## [WHAT YOU ARE ASKED TO DO]
Everything from the line containing "the purple sea" to the last line of the records must be returned verbatim; nothing else belongs in the output.

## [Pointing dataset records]
--------------------------------

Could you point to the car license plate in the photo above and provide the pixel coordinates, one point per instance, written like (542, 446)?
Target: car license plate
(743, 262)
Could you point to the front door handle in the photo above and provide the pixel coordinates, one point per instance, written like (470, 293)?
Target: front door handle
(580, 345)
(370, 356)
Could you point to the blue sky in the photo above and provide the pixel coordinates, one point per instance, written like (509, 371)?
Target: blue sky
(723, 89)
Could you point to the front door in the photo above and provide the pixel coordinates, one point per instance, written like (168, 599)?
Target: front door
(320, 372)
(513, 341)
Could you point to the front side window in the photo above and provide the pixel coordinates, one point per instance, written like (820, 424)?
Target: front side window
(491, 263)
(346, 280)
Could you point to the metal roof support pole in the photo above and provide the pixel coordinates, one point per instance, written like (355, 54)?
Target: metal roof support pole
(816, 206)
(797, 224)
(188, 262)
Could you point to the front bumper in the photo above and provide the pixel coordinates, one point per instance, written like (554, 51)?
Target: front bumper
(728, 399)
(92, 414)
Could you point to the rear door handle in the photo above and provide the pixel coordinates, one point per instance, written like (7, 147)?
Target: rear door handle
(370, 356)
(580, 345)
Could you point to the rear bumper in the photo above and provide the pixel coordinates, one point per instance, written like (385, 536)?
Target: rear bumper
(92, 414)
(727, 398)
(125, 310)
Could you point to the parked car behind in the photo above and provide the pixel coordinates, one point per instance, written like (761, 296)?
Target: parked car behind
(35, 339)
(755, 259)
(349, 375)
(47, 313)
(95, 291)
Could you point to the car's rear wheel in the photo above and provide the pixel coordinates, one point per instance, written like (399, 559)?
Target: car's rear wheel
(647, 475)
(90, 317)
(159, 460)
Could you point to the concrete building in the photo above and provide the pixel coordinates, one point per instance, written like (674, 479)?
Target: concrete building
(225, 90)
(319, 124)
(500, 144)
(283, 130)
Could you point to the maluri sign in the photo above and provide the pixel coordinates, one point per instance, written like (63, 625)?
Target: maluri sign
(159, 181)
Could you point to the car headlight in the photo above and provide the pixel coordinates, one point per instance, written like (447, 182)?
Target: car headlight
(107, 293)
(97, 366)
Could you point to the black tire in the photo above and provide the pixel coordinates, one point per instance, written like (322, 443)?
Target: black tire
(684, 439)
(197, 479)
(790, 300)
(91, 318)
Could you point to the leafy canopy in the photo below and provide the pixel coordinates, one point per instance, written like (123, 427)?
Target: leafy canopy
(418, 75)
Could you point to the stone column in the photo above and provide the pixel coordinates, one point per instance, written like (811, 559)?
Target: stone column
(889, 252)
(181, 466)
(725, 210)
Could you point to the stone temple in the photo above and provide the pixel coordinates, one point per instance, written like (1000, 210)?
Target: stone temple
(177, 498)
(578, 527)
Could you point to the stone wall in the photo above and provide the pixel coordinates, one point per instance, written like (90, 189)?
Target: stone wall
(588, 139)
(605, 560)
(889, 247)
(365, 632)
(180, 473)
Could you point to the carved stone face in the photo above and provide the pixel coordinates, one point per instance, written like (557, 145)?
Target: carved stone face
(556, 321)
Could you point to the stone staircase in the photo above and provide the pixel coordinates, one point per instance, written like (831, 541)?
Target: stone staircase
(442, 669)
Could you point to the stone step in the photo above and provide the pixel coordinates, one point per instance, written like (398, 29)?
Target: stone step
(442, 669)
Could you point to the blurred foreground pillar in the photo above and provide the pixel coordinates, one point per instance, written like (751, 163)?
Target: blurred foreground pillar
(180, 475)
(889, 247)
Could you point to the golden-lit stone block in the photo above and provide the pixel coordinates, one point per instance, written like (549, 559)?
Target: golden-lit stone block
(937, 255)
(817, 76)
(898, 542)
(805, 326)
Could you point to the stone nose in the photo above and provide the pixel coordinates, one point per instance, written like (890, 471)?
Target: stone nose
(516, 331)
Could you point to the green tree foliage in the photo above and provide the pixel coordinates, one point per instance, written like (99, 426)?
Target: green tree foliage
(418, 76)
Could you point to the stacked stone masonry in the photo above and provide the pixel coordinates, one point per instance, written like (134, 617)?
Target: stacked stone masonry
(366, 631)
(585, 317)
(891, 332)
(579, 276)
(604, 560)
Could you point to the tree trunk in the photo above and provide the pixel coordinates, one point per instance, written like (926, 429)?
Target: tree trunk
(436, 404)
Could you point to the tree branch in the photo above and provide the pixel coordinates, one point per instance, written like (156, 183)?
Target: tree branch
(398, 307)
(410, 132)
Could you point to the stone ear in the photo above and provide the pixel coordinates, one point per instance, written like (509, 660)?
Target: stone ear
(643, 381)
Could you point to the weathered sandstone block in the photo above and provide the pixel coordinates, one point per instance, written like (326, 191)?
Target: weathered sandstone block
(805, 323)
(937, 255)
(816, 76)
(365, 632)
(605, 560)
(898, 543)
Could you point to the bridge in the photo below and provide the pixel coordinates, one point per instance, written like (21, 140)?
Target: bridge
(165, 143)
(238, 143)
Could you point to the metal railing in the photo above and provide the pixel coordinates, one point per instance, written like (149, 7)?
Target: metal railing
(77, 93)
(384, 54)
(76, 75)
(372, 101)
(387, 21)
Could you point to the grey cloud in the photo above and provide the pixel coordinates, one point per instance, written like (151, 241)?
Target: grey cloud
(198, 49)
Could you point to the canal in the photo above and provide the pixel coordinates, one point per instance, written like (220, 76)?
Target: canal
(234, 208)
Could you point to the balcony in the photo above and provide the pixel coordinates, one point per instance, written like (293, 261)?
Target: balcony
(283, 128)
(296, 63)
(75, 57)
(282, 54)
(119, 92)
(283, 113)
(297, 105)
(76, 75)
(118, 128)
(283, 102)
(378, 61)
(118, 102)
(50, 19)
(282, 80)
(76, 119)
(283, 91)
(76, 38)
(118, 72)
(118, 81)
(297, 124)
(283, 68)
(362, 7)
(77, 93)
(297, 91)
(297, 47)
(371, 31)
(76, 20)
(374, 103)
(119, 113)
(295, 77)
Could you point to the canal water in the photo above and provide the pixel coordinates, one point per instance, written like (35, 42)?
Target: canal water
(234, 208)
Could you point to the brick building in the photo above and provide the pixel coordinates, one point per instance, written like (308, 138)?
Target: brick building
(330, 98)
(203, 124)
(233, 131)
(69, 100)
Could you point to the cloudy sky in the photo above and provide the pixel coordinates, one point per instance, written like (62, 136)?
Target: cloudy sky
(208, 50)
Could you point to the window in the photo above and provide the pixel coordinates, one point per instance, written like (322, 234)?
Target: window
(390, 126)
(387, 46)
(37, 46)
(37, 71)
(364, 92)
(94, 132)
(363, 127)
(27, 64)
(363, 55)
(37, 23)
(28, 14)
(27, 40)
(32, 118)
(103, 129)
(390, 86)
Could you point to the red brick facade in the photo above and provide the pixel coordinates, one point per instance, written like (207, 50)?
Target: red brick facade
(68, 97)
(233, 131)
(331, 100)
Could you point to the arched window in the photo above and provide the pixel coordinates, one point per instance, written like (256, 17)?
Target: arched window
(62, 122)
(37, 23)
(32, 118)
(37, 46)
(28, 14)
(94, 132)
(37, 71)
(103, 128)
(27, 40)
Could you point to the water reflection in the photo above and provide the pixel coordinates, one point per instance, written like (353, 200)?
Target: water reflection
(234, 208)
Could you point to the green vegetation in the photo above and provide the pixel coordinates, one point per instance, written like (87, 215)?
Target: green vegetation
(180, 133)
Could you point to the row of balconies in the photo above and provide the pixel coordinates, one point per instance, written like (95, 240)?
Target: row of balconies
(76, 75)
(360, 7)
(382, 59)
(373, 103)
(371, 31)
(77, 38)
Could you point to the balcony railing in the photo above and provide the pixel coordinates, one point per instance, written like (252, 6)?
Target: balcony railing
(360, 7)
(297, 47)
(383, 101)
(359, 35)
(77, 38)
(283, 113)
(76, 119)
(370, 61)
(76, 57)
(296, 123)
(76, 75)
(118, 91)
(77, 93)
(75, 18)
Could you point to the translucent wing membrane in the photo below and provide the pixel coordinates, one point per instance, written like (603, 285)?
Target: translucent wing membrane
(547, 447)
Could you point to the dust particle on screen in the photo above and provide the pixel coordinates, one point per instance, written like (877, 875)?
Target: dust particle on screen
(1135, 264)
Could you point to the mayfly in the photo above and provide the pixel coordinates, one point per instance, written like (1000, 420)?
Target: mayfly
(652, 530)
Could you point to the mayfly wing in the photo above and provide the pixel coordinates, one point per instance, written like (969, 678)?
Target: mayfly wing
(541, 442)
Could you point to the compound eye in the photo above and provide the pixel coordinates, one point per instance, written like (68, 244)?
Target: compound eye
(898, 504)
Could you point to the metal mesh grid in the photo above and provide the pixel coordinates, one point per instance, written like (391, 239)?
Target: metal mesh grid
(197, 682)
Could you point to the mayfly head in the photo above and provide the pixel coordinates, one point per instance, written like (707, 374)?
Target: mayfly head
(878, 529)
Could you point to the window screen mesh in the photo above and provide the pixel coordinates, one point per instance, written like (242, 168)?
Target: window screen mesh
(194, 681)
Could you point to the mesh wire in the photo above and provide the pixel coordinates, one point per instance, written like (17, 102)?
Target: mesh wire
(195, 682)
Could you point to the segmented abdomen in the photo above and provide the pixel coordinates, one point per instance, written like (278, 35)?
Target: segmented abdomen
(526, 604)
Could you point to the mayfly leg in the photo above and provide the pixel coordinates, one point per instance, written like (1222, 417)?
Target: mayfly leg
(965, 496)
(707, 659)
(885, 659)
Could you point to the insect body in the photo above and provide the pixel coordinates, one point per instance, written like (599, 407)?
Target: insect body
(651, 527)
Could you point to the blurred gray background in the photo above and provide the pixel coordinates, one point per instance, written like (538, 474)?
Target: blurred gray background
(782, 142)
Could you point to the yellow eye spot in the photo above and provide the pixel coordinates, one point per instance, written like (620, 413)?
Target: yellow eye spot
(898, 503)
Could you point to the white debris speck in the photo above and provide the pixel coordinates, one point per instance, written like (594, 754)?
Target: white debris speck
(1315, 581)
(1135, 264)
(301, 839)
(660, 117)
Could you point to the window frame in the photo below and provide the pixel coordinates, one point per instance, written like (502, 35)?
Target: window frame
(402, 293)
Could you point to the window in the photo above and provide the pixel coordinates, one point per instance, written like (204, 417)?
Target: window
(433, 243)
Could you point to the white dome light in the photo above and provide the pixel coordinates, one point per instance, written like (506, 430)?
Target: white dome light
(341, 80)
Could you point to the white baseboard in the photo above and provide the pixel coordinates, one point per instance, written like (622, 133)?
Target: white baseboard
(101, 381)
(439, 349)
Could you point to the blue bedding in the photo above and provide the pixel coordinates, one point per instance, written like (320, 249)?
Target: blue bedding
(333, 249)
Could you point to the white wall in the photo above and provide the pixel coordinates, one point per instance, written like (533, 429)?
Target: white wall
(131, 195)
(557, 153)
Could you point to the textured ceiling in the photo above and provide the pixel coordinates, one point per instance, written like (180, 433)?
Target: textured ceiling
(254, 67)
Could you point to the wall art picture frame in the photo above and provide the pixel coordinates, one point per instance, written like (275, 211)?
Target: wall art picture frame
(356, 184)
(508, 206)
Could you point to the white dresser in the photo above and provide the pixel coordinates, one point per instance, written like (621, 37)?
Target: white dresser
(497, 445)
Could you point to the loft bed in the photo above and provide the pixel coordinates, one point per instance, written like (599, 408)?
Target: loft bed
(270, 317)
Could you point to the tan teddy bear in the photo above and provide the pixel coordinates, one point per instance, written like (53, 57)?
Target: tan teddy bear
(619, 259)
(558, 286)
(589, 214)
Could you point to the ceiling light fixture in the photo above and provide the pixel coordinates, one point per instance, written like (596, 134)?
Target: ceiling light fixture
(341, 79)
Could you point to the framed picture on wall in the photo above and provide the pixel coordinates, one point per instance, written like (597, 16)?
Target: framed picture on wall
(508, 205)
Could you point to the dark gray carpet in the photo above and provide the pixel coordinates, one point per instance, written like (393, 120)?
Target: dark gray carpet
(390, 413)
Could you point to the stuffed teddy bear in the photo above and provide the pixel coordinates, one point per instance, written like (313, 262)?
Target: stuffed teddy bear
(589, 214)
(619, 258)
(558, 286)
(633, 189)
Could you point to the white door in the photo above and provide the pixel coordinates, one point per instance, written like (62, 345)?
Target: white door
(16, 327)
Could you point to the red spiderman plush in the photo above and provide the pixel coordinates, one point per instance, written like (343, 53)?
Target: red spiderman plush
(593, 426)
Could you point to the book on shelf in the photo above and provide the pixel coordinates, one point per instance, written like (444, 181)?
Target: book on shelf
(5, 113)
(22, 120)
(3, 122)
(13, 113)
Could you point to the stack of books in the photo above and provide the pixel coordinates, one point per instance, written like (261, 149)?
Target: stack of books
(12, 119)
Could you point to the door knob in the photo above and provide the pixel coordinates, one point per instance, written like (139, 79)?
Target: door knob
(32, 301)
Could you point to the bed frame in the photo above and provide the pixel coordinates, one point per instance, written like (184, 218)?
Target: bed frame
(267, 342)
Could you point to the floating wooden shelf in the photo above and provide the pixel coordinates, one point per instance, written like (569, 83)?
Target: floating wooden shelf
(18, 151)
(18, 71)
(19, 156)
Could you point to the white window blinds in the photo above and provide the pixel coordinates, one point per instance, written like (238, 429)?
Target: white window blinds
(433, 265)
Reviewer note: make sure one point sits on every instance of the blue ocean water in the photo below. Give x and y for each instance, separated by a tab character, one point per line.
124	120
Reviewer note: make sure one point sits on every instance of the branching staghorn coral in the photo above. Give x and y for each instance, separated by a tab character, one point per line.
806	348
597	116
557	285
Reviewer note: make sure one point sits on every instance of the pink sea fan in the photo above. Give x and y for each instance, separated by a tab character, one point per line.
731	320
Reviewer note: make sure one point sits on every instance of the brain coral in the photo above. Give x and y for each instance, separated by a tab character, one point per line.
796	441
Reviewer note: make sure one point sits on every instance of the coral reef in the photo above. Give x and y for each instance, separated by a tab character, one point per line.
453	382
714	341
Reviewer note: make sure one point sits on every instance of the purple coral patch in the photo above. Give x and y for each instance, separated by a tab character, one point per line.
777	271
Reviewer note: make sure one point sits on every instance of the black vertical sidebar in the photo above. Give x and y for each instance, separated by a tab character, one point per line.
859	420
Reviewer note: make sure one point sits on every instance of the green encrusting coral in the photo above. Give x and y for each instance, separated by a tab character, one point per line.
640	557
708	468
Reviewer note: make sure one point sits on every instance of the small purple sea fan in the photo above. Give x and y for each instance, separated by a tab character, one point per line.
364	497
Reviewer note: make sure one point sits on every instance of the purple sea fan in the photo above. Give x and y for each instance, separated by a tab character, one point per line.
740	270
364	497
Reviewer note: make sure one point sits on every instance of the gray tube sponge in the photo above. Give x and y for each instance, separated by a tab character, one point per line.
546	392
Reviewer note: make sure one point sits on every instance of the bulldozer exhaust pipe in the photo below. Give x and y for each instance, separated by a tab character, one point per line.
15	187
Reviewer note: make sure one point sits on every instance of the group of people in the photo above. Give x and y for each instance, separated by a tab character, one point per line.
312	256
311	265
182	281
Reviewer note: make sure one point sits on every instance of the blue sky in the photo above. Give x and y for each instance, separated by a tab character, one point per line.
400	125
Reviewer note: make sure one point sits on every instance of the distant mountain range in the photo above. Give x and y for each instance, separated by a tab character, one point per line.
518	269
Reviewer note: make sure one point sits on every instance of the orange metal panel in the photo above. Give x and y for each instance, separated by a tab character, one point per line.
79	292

--------------------------------

## [ANSWER TO THE EXERCISE]
Reviewer note: make sure one point sits on every instance of the purple sea fan in the photo above. Give x and y for each instance, separated by a tab character, one point per line.
740	270
364	497
Reviewer note: make sure one point sits on every instance of the gray tube sponge in the photo above. Give x and y for each instance, separated by a tab character, one point per line.
546	392
Reviewer note: make sure one point sits on every instance of the bulldozer exhaust pipe in the photo below. Give x and y for each instance, separated by a tab character, one point per line.
15	187
Reviewer note: make sure one point sits on every instance of the group of people in the photo above. Give x and y for each instance, separated by a tab character, one point per line.
312	256
311	265
182	281
Reviewer note: make sure one point sits on every instance of the blue sky in the photo above. Give x and y for each instance, separated by a tab character, one point per line.
400	125
Reviewer note: make sure one point sits on every instance of the distant mountain range in the photo above. Give x and y for each instance, separated by a tab character, one point per line.
518	269
Reviewer note: make sure one point sits on every instance of the orange metal panel in the photo above. Give x and y for each instance, separated by a tab character, one point per line.
79	292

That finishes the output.